◆ Text block ◆

Page MenuHomePhabricator

Mysql search issues flagged by Phabricator setup
Closed, ResolvedPublic

Description

We switched over to MySQL for our search backend today. A few issues are now flagged (this doesn't necessarily mean we need to change them) but it's more like a "are you sure this is what you want?" message from the setup check. I'm wondering if 'stop words' we leave default, change the min_word_len to 3 and change default boolean search to AND.

@Springle thoughts? :)

Event Timeline

chasemp created this task.Feb 11 2015, 6:44 PM
chasemp raised the priority of this task from to Needs Triage.
chasemp updated the task description. (Show Details)
chasemp added projects: acl*sre-team, Phabricator.
chasemp added subscribers: chasemp, Springle.
Restricted Application added a subscriber: Aklapper. · View Herald TranscriptFeb 11 2015, 6:44 PM
chasemp triaged this task as High priority.Feb 11 2015, 6:47 PM
chasemp set Security to None.
demon added a comment.Feb 11 2015, 8:01 PM
  • +1 to changing the boolean syntax to AND instead of OR. Nobody expects OR by default.
  • +1 to lowering min word length to 3, as long as it doesn't have insane performance implications
  • Indifferent to using Phabricator's stopword file

+1 to all three options, imo.

The ARIA engine uses the same fulltext stopword list as MyISAM did, which is fairly long[1]. We also need to increase the aria_pagecache_buffer_size.

[1] https://mariadb.com/kb/en/mariadb/stopwords/#myisam-stopwords

+1 to the word length (I just reported this, see T89369) and +1 to the operator. To be honest I would classify the fact that a search engine defaults to OR as a bug nowadays.

Question: Is the fact that the search ignores my attempts to type AND a bug I should report?

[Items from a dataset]
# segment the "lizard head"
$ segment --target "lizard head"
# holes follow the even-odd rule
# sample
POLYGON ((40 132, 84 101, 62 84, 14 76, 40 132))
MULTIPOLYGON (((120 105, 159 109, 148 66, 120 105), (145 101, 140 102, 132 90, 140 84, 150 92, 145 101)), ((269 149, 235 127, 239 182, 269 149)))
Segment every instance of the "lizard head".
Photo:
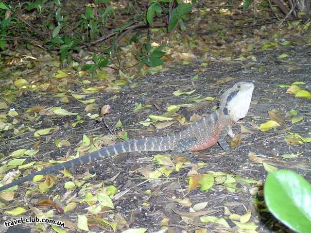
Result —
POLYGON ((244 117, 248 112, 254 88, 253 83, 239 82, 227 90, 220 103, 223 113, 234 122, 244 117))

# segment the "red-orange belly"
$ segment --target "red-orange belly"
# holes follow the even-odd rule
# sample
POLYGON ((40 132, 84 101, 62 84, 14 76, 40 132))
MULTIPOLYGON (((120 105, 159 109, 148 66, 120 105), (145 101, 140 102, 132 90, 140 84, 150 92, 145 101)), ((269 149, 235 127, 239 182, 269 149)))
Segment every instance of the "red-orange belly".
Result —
==
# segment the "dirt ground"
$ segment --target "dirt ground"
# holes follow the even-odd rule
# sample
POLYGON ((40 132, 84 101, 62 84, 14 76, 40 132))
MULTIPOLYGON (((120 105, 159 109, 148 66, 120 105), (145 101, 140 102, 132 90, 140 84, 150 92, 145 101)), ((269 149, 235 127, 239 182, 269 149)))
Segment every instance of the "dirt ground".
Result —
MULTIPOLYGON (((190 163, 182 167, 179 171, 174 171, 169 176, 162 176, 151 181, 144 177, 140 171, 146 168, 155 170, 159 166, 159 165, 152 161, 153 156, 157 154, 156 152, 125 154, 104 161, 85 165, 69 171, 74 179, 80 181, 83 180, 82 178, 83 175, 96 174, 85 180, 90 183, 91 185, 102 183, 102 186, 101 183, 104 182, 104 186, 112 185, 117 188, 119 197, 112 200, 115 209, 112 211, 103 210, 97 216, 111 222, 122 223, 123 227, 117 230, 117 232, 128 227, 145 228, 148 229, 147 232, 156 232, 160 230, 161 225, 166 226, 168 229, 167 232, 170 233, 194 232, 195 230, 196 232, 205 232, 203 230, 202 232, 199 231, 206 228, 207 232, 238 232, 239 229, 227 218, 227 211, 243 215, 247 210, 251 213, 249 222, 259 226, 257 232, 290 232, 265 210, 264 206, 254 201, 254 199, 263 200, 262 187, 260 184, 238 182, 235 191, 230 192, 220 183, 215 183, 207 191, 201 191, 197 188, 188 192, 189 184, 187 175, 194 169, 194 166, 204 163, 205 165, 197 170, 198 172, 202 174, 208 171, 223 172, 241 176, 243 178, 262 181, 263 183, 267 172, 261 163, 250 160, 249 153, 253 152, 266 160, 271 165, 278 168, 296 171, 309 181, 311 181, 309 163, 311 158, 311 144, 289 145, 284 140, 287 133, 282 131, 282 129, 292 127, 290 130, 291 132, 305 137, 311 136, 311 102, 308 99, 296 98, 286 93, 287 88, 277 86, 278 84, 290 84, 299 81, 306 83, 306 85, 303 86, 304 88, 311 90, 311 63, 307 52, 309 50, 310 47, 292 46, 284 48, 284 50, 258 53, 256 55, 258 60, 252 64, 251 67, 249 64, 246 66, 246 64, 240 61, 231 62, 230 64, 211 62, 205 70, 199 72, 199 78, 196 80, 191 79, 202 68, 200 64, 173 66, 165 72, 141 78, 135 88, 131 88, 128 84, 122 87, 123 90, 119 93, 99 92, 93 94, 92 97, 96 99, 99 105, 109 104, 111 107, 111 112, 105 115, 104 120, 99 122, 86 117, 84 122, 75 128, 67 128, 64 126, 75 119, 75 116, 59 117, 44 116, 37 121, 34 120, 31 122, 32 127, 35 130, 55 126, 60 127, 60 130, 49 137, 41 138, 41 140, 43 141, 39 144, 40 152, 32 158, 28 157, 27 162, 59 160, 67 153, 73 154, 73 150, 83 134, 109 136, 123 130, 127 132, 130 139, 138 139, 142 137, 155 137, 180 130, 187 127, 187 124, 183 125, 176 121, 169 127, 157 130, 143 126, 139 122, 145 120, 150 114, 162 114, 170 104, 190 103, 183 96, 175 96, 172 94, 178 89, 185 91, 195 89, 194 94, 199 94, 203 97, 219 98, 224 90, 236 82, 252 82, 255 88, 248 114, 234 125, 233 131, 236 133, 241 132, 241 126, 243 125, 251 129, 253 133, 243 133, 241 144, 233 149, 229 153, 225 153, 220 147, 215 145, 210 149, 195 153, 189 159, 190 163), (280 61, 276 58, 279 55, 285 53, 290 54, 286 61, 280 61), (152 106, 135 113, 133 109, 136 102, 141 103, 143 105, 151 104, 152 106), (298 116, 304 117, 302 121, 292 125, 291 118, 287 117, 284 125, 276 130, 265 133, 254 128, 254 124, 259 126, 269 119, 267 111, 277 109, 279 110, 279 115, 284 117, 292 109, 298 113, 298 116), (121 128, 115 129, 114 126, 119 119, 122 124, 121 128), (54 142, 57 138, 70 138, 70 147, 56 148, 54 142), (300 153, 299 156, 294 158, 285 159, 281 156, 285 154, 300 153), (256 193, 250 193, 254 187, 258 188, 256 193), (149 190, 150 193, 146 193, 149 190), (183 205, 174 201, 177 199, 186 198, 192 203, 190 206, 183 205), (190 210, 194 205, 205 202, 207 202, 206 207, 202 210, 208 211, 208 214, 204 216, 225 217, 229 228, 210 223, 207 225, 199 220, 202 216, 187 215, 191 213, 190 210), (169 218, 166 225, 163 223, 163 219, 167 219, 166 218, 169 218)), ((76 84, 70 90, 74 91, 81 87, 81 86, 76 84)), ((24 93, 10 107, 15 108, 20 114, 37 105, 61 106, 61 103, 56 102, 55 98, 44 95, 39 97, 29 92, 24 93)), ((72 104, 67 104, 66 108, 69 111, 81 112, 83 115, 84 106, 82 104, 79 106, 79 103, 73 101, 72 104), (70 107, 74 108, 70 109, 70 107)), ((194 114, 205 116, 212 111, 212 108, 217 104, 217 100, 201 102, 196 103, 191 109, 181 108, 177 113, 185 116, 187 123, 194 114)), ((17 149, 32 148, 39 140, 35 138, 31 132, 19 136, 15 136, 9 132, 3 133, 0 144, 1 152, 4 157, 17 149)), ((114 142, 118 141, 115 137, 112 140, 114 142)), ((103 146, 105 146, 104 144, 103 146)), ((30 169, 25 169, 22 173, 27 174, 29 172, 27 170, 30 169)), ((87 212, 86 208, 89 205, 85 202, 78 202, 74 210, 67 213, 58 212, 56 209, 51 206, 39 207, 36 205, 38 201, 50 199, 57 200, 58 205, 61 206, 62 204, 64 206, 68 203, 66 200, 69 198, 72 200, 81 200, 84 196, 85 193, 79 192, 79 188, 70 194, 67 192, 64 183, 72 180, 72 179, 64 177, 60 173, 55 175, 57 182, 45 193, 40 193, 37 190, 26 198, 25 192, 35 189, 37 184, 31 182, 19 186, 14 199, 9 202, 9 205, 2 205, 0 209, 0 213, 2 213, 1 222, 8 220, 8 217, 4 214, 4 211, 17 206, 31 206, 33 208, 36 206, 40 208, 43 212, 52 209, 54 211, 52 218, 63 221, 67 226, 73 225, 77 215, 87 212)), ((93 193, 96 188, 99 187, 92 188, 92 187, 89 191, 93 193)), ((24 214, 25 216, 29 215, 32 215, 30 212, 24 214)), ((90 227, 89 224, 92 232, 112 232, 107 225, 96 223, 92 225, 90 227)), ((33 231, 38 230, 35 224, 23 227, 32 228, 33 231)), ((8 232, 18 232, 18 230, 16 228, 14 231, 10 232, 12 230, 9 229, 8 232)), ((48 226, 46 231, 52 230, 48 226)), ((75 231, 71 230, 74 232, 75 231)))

◆ Exercises ◆
A. In the MySQL search thread, which buffer size does one commenter say also needs to be increased?
B. Please condense the paragraph of the MySQL search thread that begins "We switched over to MySQL" into a short bulleted list that keeps its main facts.
C. Resume the MySQL search thread, writing what comes after its final line.

◆ Task responses ◆
A. The aria_pagecache_buffer_size.

B.
- The search backend was switched over to MySQL today.
- The setup check now flags a few issues, which read more as an "are you sure this is what you want?" prompt than as required changes.
- Proposal: leave the stop words at their default, change min_word_len to 3, and make AND the default boolean search.

C.
gerritbot added a subscriber: gerritbot.

Change 190775 had a related patch set uploaded (by Springle):
phabricator using mysql fulltext T89274, tweaked for mariadb/aria

https://gerrit.wikimedia.org/r/190775

Patch-For-Review

The ft_boolean_syntax fix for default AND behavior has been applied as it doesn't technically need a DB restart. The ft_min_word_len, stopwords, and table rebuild do need the restart.

Question: Is the fact that the search ignores my attempts to type AND a bug I should report?

The technical reason is that MySQL boolean fulltext syntax[1] uses + instead of AND. A phabricator bug report pitching it as a user interface fail might be justified.

http://dev.mysql.com/doc/refman/5.5/en/fulltext-boolean.html

@Springle I think the puppet looks good. When is good for you to knock this out? I'll try to sync up with you on irc also. Thanks again

Change 190775 merged by Springle:
phabricator using mysql fulltext T89274, tweaked for mariadb/aria

https://gerrit.wikimedia.org/r/190775

chasemp closed this task as Resolved.Feb 18 2015, 12:50 AM
chasemp claimed this task.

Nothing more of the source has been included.